§ Your goal
Exact reproduction of every entry is required.

Stored entries

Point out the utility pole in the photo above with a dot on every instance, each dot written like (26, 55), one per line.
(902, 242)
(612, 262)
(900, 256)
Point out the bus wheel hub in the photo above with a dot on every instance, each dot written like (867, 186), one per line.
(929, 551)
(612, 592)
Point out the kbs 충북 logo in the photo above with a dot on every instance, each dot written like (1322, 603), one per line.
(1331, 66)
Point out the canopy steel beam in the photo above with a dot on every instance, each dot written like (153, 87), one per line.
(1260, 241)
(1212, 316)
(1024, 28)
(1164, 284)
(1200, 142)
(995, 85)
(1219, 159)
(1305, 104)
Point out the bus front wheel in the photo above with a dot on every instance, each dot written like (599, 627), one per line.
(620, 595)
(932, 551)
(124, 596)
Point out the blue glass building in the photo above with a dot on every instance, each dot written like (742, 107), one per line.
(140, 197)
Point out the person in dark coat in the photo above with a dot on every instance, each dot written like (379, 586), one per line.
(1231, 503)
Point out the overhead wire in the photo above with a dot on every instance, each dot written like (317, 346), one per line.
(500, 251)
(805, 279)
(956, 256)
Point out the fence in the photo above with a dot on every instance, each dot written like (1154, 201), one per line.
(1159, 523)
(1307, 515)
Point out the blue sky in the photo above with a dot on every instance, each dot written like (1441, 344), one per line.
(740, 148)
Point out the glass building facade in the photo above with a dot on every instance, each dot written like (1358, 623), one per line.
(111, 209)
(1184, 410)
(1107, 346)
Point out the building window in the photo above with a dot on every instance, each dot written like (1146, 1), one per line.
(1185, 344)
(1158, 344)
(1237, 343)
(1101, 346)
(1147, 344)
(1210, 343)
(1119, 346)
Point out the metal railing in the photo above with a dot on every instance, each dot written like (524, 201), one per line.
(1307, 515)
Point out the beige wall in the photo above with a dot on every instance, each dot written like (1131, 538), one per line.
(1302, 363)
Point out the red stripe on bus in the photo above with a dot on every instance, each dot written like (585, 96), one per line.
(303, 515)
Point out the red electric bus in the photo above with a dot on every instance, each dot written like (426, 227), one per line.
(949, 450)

§ Reply
Point out the utility pole in the photo above with a dot on every instance, each dot written like (26, 55), one per line.
(902, 242)
(612, 262)
(900, 256)
Point out the bus wheel hub in the photo above with a dot on every instance, each dot written like (867, 186), one per line.
(929, 551)
(612, 592)
Point out the kbs 충북 logo in the photo above with a dot on every instance, each dot written like (1322, 603), one per line.
(1331, 66)
Point out the canopy steel beam in the photo above with a dot on every instance, each dot written like (153, 87), one per line.
(1260, 241)
(1212, 316)
(1024, 28)
(1164, 284)
(1200, 142)
(995, 85)
(1219, 159)
(1305, 104)
Point out the bus front wheel in the photo above with a dot on every instance, each dot written like (599, 627), one per line.
(620, 595)
(932, 551)
(124, 596)
Point out the blue glass building in the photo above with a dot on every instance, each dot written like (742, 107), one per line.
(140, 197)
Point out the person in dark coat in the photo above with a dot on every instance, each dot written like (379, 586), one per line.
(1231, 503)
Point out the overhead wire in the photo above with a dot on every instance, each dot written like (317, 346), one per line.
(500, 251)
(805, 279)
(956, 256)
Point out the fence in the photo above with a dot on every instance, each dot written like (1154, 201), one per line.
(1159, 523)
(1307, 515)
Point out the blue sky in the photo above with a dot on every instance, each dot written like (1441, 344), one per line.
(740, 148)
Point out the glass building facade in the photo above with a dot on every instance, each dot written like (1358, 623), one per line.
(111, 209)
(1184, 410)
(1107, 346)
Point out the building window in the photo above with a dot on every instance, each dot written like (1146, 1), one per line.
(1185, 344)
(1158, 344)
(1237, 343)
(1101, 346)
(1147, 344)
(1210, 343)
(1119, 346)
Point out the metal railing in the photo above with a dot on every instance, each dot written like (524, 201), one per line.
(1307, 515)
Point out the beige wall in the photo above with a dot on every instance, each dot written like (1131, 538), one per line.
(1302, 363)
Point out the red stripe on bus in the photo above with a dot on every instance, each dot written like (585, 96), one per line.
(303, 515)
Point out the red electric bus in the photo above with a dot on every instance, each dot written like (426, 227), one per line.
(949, 450)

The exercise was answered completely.